→ 読む文章
..........

まず、サンプルサイズが比較的小さいため、結果の一般化には慎重になる必要があります。また、搭乗率や機内の環境条件(温度、湿度、換気効率など)に関するデータが不足しているため、これらの要因が感染リスクに与える影響を評価できていません。

さらに、この研究がパンデミック初期のデータに基づいていることから、より感染力の強い変異株や、ワクチン接種の影響を考慮していない点も注意が必要です。今後は、これらの要因を含めたより包括的な研究が求められるでしょう。

一方で、マスク着用の効果に関する知見は非常に興味深いものです。長距離便でもマスク着用の徹底により感染を防げる可能性が示唆されたことは、感染症対策における行動変容の重要性を裏付けるものと言えるでしょう。

今後の研究では、より大規模なデータセット、変異株の影響、ワクチン接種状況、そして機内環境の詳細なパラメータを含めた分析が望まれます。また、航空機内だけでなく、空港内や移動中の感染リスクも含めた包括的な評価も必要でしょう。

本研究の結果は、今後の感染症対策や航空旅行のガイドライン策定に重要な示唆を与えるものであり、公衆衛生学的にも大きな意義があると考えられます。同時に、この分野でのさらなる研究の必要性も明らかになったと言えるでしょう。

注釈:
負の二項回帰モデル: 負の二項回帰モデルは、計数データ(非負の整数値)を分析するための統計モデルです。ポアソン回帰の拡張版で、データの過分散(分散が平均より大きい状況)に対応できる特徴があります。

この研究では、フライト中に発生した感染者数を従属変数とし、フライト時間を独立変数として使用しています。負の二項回帰モデルを使用することで、感染者数のばらつきが大きい場合でも適切に分析できます。

モデルの結果は、フライト時間が1時間増加するごとに、感染率が何倍になるかを示す発生率比(Incidence Rate Ratio, IRR)として解釈されます。この研究では、フライト時間が1時間増えるごとに感染率が1.53倍(95%信頼区間:1.19-1.66)になると推定されました。


E値: E値は、観察研究における未測定の交絡の潜在的影響を評価するための指標です。E値が大きいほど、観察された関連性を説明するために必要な未測定の交絡の強さが大きいことを意味し、したがって研究結果がより頑健であると解釈できます。

この研究では、連続的なフライト時間に対するIRRが1.53であったことに対し、E値は2.43と計算されました。これは以下のように解釈されます:

  1. フライト時間と感染リスク、および未測定の交絡因子と感染リスクの両方に対して、2.43以上のリスク比を持つ未測定の交絡因子が存在しない限り、観察された関連性を完全に説明することはできません。

  2. 信頼区間の下限(1.19)に対するE値は1.66です。これは、フライト時間と感染リスク、および未測定の交絡因子と感染リスクの両方に対して、1.66以上のリスク比を持つ未測定の交絡因子が存在しない限り、信頼区間が帰無仮説(関連性なし)を含むようにシフトすることはないことを意味します。

..........

航空機内の感染リスクを扱った上の文章から、「一方で、マスク着用の効果に関」で始まり「に対応できる特徴があります。」まで続く部分を、一字も変えずに書き写すこと。

→ データ項目
..........

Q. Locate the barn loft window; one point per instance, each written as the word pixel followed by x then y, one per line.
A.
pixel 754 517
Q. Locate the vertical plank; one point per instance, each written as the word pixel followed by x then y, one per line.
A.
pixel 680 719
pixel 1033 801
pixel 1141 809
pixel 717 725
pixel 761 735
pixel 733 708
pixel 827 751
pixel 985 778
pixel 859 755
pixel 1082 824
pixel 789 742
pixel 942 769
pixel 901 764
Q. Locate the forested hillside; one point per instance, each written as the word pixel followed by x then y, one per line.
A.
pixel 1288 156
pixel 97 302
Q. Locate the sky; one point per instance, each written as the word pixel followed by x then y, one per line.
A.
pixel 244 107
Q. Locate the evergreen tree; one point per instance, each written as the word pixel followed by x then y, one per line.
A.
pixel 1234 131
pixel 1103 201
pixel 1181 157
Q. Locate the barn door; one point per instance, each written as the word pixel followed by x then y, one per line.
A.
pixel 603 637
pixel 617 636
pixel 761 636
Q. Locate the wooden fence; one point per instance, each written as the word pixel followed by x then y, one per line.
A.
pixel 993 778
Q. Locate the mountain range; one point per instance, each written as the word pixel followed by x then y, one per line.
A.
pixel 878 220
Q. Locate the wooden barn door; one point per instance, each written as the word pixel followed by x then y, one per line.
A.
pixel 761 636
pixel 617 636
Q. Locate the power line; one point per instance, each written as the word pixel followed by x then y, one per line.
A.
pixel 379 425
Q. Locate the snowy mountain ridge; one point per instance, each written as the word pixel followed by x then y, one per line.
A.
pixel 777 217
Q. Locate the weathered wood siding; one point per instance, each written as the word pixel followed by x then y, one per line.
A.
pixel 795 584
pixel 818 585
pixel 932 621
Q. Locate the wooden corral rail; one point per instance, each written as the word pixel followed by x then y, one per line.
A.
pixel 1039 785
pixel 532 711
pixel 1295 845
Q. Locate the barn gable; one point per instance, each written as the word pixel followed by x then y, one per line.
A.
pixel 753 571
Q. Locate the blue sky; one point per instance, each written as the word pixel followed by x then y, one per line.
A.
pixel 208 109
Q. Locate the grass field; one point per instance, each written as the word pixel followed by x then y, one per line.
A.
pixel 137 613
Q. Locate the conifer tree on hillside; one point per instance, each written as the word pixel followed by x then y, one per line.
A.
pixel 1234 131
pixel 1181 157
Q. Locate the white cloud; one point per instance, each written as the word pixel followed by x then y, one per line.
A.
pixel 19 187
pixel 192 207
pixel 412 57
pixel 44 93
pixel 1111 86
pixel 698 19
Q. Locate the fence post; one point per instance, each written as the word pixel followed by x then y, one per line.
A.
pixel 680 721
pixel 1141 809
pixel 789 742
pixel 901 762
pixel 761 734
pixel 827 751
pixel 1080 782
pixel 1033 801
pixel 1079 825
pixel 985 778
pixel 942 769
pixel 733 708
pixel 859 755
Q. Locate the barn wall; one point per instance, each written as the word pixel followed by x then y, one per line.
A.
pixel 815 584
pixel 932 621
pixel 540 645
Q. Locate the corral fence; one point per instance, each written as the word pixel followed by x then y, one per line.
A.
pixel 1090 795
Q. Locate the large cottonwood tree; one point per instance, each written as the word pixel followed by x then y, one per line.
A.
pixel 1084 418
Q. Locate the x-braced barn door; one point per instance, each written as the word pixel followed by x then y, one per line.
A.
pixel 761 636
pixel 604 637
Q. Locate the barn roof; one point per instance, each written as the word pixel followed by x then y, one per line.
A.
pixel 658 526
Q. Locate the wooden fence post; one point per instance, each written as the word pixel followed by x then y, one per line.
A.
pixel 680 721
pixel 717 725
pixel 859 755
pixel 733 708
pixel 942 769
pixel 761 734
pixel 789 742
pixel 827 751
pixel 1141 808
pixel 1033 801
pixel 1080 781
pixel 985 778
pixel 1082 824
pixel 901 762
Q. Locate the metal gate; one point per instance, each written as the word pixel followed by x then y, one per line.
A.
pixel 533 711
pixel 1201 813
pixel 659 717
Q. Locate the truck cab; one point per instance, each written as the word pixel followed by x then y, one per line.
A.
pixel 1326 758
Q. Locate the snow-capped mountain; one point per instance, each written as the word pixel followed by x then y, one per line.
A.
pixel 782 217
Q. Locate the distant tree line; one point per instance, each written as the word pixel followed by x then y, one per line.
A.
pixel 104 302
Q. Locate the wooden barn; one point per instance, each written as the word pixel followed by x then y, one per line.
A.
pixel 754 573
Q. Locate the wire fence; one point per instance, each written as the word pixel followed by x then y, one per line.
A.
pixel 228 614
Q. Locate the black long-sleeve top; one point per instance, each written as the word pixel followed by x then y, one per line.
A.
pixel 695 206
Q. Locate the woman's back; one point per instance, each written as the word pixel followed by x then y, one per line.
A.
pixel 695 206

..........

→ 解答
一方で、マスク着用の効果に関する知見は非常に興味深いものです。長距離便でもマスク着用の徹底により感染を防げる可能性が示唆されたことは、感染症対策における行動変容の重要性を裏付けるものと言えるでしょう。

今後の研究では、より大規模なデータセット、変異株の影響、ワクチン接種状況、そして機内環境の詳細なパラメータを含めた分析が望まれます。また、航空機内だけでなく、空港内や移動中の感染リスクも含めた包括的な評価も必要でしょう。

本研究の結果は、今後の感染症対策や航空旅行のガイドライン策定に重要な示唆を与えるものであり、公衆衛生学的にも大きな意義があると考えられます。同時に、この分野でのさらなる研究の必要性も明らかになったと言えるでしょう。

注釈:
負の二項回帰モデル: 負の二項回帰モデルは、計数データ(非負の整数値)を分析するための統計モデルです。ポアソン回帰の拡張版で、データの過分散(分散が平均より大きい状況)に対応できる特徴があります。